> [Aim]
Please pick out and copy every line in the items below that contains the word "green".

> [Data for this task]
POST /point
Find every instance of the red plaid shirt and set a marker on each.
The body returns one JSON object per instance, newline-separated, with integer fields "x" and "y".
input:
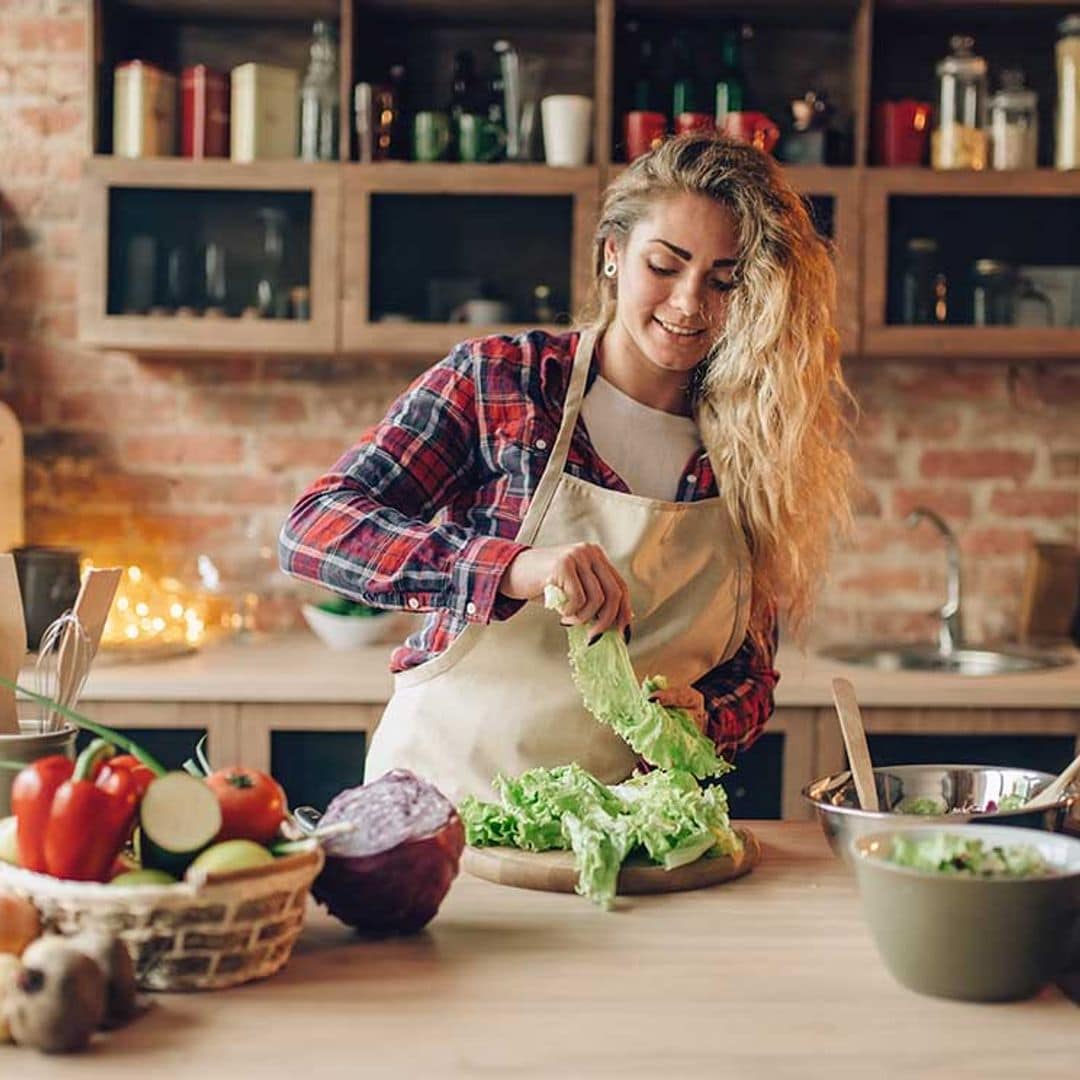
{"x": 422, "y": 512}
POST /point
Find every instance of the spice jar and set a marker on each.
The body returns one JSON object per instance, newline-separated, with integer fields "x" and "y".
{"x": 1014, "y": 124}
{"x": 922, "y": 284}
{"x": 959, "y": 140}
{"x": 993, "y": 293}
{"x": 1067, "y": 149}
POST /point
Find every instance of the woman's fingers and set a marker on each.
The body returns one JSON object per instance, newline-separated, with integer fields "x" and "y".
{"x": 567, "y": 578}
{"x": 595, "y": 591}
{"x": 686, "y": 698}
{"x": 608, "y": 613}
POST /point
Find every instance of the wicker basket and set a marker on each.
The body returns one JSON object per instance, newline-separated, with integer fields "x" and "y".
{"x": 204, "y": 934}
--
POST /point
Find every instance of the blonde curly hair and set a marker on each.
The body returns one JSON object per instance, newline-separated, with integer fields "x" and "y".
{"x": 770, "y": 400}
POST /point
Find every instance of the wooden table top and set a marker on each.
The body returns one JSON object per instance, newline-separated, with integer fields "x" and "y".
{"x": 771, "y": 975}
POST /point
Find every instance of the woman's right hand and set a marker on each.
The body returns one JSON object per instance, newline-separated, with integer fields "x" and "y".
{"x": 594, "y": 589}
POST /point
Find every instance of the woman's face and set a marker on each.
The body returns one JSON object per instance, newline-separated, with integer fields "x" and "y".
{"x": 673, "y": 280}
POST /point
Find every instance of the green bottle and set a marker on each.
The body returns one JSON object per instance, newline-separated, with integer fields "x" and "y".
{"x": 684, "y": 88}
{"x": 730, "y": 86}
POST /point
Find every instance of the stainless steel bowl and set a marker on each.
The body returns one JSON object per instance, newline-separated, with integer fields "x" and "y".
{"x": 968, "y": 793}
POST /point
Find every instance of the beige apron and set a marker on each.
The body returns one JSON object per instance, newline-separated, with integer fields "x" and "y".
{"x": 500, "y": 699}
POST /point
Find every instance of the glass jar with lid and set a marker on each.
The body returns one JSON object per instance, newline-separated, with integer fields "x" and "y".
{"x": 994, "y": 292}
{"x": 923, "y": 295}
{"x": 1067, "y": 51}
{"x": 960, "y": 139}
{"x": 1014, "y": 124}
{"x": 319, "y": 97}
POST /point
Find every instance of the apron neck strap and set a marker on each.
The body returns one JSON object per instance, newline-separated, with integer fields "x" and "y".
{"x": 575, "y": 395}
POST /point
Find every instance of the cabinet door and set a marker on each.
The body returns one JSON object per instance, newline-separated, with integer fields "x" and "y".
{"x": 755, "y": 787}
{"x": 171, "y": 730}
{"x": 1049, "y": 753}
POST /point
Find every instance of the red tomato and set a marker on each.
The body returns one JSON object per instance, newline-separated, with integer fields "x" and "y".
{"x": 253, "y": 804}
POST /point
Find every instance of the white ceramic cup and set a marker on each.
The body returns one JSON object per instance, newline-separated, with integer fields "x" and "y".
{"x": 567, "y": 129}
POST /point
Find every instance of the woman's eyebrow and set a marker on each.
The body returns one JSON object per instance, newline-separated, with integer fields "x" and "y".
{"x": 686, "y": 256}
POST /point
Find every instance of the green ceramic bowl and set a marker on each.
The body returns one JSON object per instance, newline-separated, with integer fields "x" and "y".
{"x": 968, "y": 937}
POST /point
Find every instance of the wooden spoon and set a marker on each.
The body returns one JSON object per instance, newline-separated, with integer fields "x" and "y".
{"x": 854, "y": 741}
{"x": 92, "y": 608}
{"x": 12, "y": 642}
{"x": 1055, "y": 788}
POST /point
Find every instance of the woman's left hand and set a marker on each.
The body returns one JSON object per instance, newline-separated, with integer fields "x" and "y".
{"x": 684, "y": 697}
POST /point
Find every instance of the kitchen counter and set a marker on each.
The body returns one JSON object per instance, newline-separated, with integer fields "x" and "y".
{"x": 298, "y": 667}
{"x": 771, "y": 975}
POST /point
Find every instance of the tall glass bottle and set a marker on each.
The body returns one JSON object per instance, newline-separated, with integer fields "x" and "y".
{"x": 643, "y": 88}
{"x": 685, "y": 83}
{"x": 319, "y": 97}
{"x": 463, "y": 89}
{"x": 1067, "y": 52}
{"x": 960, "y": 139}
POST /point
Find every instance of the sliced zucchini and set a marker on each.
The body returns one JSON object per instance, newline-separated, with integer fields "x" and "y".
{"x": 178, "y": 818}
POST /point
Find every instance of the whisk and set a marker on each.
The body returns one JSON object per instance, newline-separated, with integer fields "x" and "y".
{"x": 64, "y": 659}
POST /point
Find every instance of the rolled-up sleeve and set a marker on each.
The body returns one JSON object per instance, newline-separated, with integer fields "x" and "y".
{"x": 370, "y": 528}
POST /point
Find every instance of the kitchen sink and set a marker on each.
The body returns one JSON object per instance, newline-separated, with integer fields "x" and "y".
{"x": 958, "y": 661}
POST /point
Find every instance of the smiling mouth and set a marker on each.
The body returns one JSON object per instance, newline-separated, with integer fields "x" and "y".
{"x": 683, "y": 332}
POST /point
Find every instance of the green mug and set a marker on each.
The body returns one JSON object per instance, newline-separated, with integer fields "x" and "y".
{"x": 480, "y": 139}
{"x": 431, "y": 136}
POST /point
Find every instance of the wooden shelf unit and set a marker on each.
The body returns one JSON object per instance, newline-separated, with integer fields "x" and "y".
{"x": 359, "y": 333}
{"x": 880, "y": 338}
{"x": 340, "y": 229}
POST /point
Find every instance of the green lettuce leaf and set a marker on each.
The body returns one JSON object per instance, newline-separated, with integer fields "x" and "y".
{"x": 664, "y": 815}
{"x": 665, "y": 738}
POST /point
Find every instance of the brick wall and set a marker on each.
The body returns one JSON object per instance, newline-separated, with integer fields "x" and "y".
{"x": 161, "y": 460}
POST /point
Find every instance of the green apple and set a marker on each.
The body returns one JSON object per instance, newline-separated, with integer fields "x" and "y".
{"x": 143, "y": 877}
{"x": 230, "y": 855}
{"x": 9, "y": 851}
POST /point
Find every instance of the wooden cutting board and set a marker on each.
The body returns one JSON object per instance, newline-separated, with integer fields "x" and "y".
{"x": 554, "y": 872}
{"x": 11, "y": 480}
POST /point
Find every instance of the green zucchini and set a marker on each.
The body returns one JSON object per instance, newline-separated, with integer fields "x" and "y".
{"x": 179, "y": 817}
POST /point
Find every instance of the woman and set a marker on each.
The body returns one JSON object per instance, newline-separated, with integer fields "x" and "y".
==
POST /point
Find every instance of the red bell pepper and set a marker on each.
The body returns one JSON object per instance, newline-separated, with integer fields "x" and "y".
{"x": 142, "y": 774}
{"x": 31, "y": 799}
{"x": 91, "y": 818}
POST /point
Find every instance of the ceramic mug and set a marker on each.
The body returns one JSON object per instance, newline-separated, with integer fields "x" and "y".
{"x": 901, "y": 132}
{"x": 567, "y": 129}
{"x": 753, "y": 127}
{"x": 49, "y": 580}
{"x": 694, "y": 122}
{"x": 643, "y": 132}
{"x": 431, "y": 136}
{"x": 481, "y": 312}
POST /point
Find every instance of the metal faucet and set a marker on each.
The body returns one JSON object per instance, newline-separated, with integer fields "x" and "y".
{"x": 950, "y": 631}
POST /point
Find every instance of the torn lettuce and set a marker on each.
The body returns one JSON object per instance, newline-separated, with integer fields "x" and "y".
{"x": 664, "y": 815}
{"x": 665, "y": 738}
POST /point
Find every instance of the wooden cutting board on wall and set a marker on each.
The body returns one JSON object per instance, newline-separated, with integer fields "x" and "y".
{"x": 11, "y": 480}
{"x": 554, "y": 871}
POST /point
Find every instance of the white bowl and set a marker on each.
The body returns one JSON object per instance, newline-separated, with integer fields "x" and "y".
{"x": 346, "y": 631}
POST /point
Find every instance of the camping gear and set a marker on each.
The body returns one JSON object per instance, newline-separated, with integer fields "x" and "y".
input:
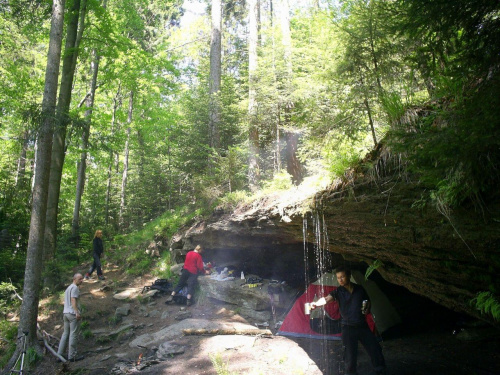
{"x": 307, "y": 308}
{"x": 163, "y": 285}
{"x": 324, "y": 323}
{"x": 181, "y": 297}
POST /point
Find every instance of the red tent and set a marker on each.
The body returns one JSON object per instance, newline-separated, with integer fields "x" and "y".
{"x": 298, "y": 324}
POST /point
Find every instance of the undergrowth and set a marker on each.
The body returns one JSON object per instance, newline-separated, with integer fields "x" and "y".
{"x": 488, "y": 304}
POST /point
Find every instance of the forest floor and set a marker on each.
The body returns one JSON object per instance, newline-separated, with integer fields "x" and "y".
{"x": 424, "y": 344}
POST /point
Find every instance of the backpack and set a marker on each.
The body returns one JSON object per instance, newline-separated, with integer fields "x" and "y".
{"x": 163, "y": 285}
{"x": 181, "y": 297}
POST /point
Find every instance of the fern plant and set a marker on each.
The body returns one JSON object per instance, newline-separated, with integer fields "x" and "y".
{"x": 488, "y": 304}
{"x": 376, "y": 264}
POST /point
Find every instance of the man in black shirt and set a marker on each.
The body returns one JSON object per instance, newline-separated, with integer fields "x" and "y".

> [Reply]
Find every instance of the green bottle and set a marker on each.
Find every instance of the green ceramic bowl and set a marker on each.
Find every instance of the green mug and set a marker on each.
Find every instance of the green lettuce leaf and set a marker on each.
Find every instance of the green apple and set a marker on each.
Find every instance of the green zucchini and set a marker on each.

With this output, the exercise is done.